PROVIDED ENTRIES:

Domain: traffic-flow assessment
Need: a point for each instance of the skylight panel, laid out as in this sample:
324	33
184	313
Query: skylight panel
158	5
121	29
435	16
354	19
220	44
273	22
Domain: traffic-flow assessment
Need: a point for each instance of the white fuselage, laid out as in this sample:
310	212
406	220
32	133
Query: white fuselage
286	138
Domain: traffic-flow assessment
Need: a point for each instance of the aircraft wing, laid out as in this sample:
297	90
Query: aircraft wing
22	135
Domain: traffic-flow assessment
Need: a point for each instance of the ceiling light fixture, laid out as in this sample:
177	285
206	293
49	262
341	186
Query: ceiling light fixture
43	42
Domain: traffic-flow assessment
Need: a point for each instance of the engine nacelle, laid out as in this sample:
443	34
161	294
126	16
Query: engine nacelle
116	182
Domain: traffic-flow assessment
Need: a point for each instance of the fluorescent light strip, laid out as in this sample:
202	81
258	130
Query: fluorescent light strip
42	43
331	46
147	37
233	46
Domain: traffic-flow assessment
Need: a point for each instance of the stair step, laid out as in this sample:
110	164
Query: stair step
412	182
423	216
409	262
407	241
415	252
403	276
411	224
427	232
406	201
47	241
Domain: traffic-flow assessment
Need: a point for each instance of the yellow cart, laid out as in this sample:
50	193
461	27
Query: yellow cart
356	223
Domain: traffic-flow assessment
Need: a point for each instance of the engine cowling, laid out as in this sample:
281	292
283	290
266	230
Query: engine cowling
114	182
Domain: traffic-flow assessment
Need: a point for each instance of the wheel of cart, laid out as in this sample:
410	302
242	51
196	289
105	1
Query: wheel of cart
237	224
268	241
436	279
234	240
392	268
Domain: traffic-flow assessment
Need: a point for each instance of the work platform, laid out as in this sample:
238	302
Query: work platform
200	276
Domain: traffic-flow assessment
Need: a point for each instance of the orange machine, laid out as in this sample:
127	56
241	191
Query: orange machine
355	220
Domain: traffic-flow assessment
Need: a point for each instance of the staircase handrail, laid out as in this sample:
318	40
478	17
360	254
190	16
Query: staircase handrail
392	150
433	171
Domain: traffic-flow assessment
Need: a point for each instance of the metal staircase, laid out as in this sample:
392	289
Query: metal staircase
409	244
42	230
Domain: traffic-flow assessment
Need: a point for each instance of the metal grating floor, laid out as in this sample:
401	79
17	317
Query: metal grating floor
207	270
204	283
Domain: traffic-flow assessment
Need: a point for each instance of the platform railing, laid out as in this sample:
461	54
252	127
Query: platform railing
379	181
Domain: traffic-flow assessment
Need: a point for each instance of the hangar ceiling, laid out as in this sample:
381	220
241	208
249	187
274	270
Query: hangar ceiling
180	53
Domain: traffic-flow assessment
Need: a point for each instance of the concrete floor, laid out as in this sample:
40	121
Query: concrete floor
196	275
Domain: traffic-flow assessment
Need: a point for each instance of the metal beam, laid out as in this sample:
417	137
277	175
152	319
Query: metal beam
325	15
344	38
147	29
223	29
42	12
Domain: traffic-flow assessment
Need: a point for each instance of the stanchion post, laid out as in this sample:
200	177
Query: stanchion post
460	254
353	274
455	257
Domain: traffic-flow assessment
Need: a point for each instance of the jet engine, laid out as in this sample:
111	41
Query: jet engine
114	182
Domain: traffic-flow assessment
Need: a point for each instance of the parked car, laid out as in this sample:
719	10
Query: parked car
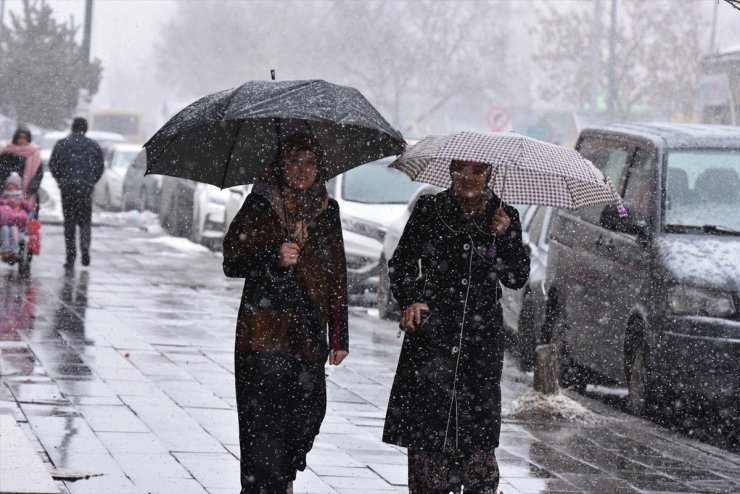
109	189
193	210
387	305
370	197
234	202
524	309
141	192
653	299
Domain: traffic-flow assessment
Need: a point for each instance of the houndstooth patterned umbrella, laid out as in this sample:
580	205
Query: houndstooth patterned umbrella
525	170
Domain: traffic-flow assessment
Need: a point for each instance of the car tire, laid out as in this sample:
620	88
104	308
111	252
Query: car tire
642	399
387	306
106	199
570	375
526	339
195	232
142	200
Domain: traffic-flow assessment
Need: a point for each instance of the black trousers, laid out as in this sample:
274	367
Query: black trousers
77	211
281	402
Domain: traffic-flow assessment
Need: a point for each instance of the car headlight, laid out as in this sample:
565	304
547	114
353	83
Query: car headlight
362	227
698	301
216	199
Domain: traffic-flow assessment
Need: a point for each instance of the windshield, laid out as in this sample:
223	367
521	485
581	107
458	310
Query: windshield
124	158
703	188
375	183
48	142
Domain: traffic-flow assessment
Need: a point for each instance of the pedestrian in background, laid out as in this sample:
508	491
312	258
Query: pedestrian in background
456	250
23	158
77	164
287	242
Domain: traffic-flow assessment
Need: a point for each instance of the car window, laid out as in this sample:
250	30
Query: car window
375	183
639	188
535	227
122	159
702	188
611	157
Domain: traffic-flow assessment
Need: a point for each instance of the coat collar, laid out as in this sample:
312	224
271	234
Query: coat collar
451	213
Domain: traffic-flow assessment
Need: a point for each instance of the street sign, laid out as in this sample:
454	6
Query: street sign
498	119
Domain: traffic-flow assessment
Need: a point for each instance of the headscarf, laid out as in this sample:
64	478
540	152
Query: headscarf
32	155
13	180
301	206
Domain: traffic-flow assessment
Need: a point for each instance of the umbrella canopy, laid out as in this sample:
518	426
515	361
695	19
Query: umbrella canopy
525	170
228	138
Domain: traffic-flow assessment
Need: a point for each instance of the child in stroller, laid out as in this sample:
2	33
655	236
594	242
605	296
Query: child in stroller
15	212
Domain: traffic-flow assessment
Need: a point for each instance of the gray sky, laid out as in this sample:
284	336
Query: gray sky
124	32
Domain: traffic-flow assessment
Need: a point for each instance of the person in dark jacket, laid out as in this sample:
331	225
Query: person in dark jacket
23	158
77	164
458	247
286	240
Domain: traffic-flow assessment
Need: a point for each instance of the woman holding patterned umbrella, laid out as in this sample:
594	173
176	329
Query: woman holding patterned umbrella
287	242
458	247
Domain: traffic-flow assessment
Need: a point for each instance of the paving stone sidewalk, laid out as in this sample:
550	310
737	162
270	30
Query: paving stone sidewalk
124	371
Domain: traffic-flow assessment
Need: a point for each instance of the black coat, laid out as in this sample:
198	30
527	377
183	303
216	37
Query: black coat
447	390
76	163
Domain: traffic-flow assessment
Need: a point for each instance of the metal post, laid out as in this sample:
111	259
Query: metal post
713	38
595	59
87	33
612	83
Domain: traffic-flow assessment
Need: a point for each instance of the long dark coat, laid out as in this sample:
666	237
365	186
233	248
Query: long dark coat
289	319
447	392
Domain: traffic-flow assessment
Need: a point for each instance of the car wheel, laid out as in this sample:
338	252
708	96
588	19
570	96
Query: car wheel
387	306
106	199
142	200
638	387
526	337
570	375
195	232
643	399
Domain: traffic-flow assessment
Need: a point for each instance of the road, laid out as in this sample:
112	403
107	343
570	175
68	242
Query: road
123	370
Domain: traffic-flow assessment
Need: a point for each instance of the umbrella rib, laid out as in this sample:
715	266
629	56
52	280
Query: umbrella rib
231	152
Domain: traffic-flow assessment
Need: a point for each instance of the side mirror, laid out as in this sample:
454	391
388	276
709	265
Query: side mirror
632	224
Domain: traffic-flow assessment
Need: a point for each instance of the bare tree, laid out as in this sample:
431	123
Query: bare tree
656	62
410	58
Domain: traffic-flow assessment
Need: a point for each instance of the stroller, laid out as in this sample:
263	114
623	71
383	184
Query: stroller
28	245
19	230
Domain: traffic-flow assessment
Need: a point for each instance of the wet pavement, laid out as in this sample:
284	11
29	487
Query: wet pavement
124	371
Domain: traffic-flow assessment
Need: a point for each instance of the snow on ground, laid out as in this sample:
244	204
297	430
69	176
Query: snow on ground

WHAT IS EXPECTED: Retype each line of the listing above word for word. Exclude the pictures.

REPLY TO THE TASK:
Domain: traffic-flow assessment
Need: a point for each instance of the skylight panel, laid out as in this sample:
324	33
184	313
Query: skylight panel
158	5
121	29
435	16
354	19
220	44
273	22
Domain: traffic-flow assessment
Need: a point for each instance of the white fuselage, laid out as in this sample:
310	212
406	220
32	133
Query: white fuselage
286	138
Domain: traffic-flow assessment
Need: a point for each instance of the aircraft wing, laid out as in this sample:
297	90
Query: aircraft wing
22	135
Domain: traffic-flow assessment
Need: a point for each instance of the ceiling light fixture, laid out as in this sample:
177	285
206	293
49	262
341	186
Query: ceiling light fixture
43	42
Domain: traffic-flow assessment
Need: a point for each instance of the engine nacelle, laid out as in this sample:
443	34
161	294
126	16
Query: engine nacelle
116	182
Domain: traffic-flow assessment
Need: a point for each instance of the fluorescent light strip, laid out as in this sample:
202	81
258	130
Query: fluorescent light strip
42	43
331	46
147	37
233	46
Domain: traffic-flow assessment
Need: a point for each instance of the stair step, laid out as in this sample:
110	164
Query: stair step
412	182
423	216
409	262
407	241
415	252
403	276
411	224
427	232
406	201
47	241
Domain: traffic-flow assessment
Need: a point for each instance of the yellow cart, laid out as in this sample:
50	193
461	27
Query: yellow cart
356	223
Domain: traffic-flow assessment
Need: a point for each instance of the engine cowling, laid out as in this sample:
281	292
283	290
266	230
Query: engine cowling
114	182
Domain: traffic-flow assessment
Need: a point for each instance of the wheel of cart, laid out as in this sample:
410	302
242	51
196	289
105	1
Query: wheel of cart
237	224
268	241
436	279
234	240
392	268
Domain: traffic-flow assessment
Need: a point for each instance of the work platform, laid out as in this sample:
238	302
Query: work platform
200	276
Domain: traffic-flow assessment
Need: a point for each instance of the orange machine, laid out as in this sample:
127	56
241	191
Query: orange machine
355	220
Domain: traffic-flow assessment
Need: a point for each instance of the staircase handrail, laid out as in this sample:
318	40
478	17
360	254
190	16
Query: staircase handrail
392	150
433	171
Domain: traffic-flow assessment
Need: a point for each instance of the metal staircase, laid out as in this sample:
392	289
Query: metal staircase
409	244
42	230
Domain: traffic-flow assessment
Need: a point for each instance of the metal grating floor, laid out as in this sample:
401	79
17	317
Query: metal grating floor
207	270
204	283
Domain: traffic-flow assessment
Need: a point for each instance of the platform railing, laid out as in this sample:
461	54
252	127
Query: platform railing
379	181
Domain: traffic-flow assessment
Need: a point for each instance of the hangar ceiling, laid out as in this sample:
381	220
241	208
249	187
274	270
Query: hangar ceiling
180	53
Domain: traffic-flow assessment
Need: a point for each instance of the concrete floor, laid out as in this sample:
40	121
Query: concrete floor
196	275
Domain: traffic-flow assessment
Need: a point for each instance of the metal beam, laid out as in this sample:
417	137
277	175
152	319
Query: metal beam
325	15
344	38
147	29
223	29
42	12
Domain: traffic-flow assessment
Need: a point for each instance of the stanchion post, laid out as in this sample:
200	177
Query: stanchion post
460	254
353	274
455	257
Domain: traffic-flow assessment
Need: a point for each instance of the jet engine, laid out as in this sample:
111	41
Query: jet engine
114	182
Domain: traffic-flow assessment
Need: a point for each instance of the parked car, laid out as in this sample:
719	10
Query: parked car
109	189
193	210
387	305
370	197
234	202
524	309
141	192
653	299
Domain: traffic-flow assessment
Need: a point for each instance of the houndstooth patterned umbrella, laid out as in this sample:
580	205
Query: houndstooth patterned umbrella
525	170
Domain: traffic-flow assessment
Need: a point for each instance of the car tire, laid out as in this sample:
620	88
104	308
111	252
Query: car tire
642	399
387	306
106	199
570	375
526	339
195	232
142	200
Domain: traffic-flow assessment
Need: a point for each instance of the black trousers, laid out as in this sample:
274	367
Query: black trousers
77	211
281	402
Domain: traffic-flow assessment
Need: a point for each instance of the car headlight, laid out as in this sample:
565	304
547	114
353	83
Query: car headlight
362	227
698	301
216	199
Domain: traffic-flow assessment
Need: a point for each instance of the windshield, laid out as in this sample:
223	367
521	485
581	107
458	310
Query: windshield
124	158
703	188
375	183
48	142
Domain: traffic-flow assessment
Need: a point for each instance of the pedestrian in background, laid out as in this sample:
508	491
312	258
Query: pedestrian in background
456	250
23	158
77	164
287	242
Domain: traffic-flow assessment
Need: a point for each instance of the car window, laid out as in this sample:
250	30
Query: car window
375	183
639	188
535	227
122	159
702	188
611	157
Domain: traffic-flow assessment
Need: a point for each instance of the coat collar, laid out as in this sample:
312	224
271	234
Query: coat collar
451	213
Domain: traffic-flow assessment
Need: a point for each instance of the street sign, laid out as in this sample:
454	6
Query: street sign
498	119
Domain: traffic-flow assessment
Need: a point for each instance of the headscarf, laid out as in this sample:
64	478
540	152
Query: headscarf
32	155
13	180
301	206
Domain: traffic-flow assessment
Need: a point for each instance of the umbrella canopy, laid out as in this sample:
518	426
515	361
695	19
Query: umbrella canopy
525	170
228	138
Domain: traffic-flow assessment
Need: a point for each instance of the child in stroller, laid out as in this sample:
2	33
655	236
594	242
605	296
Query: child in stroller
15	212
Domain: traffic-flow assessment
Need: a point for each instance of the gray sky, laid out as in this sample:
284	336
Query: gray sky
124	32
Domain: traffic-flow assessment
Need: a point for each instance of the person in dark jacket, laid out as in this sample:
331	225
Query: person in dark jacket
23	158
77	164
458	247
286	240
Domain: traffic-flow assessment
Need: a point for each instance of the woman holding patterned umbrella, laid out as in this sample:
594	173
176	329
Query: woman holding patterned umbrella
287	242
458	247
Domain: traffic-flow assessment
Need: a point for each instance of the paving stone sidewalk, laid out as in this sample:
550	310
737	162
270	30
Query: paving stone sidewalk
124	371
Domain: traffic-flow assessment
Need: a point for each instance of the black coat, laid out as in this sample:
198	30
527	377
183	303
216	37
Query: black coat
447	390
76	163
Domain: traffic-flow assessment
Need: a point for each instance of the metal post, laid out as in this sample:
111	259
Query: metal post
713	38
595	59
87	33
612	83
Domain: traffic-flow assessment
Need: a point for each instance of the long dark coat, laid out as in this sample:
666	237
365	186
233	248
Query: long dark coat
289	319
447	392
Domain: traffic-flow assessment
Need: a point for each instance of the car wheel, laid out as in this sample:
338	252
708	96
588	19
570	96
Query: car wheel
387	306
106	199
142	200
638	387
526	337
570	375
195	232
643	399
Domain: traffic-flow assessment
Need: a point for each instance of the road, laid out as in this sample:
112	403
107	343
570	175
68	242
Query: road
123	370
Domain: traffic-flow assessment
Need: a point for each instance of the umbrella rib, laid out as in this sample:
715	266
629	56
52	280
Query: umbrella rib
231	152
Domain: traffic-flow assessment
Need: a point for each instance of the side mirror, laid out as in this sample:
454	391
388	276
709	265
Query: side mirror
632	224
Domain: traffic-flow assessment
Need: a point for each instance of the bare tree, laid out as in this sample:
431	123
Query: bare tree
656	62
410	58
Domain: traffic-flow assessment
Need: a point for each instance of the stroller, laid out as in this sample:
263	114
623	71
383	184
Query: stroller
28	245
19	230
Domain: traffic-flow assessment
Need: a point for each instance of the wet pavement, laid out as in this sample:
284	11
29	487
Query: wet pavement
124	371
Domain: traffic-flow assessment
Need: a point for each instance of the snow on ground, laid out as in this sample:
244	204
297	430
69	176
Query: snow on ground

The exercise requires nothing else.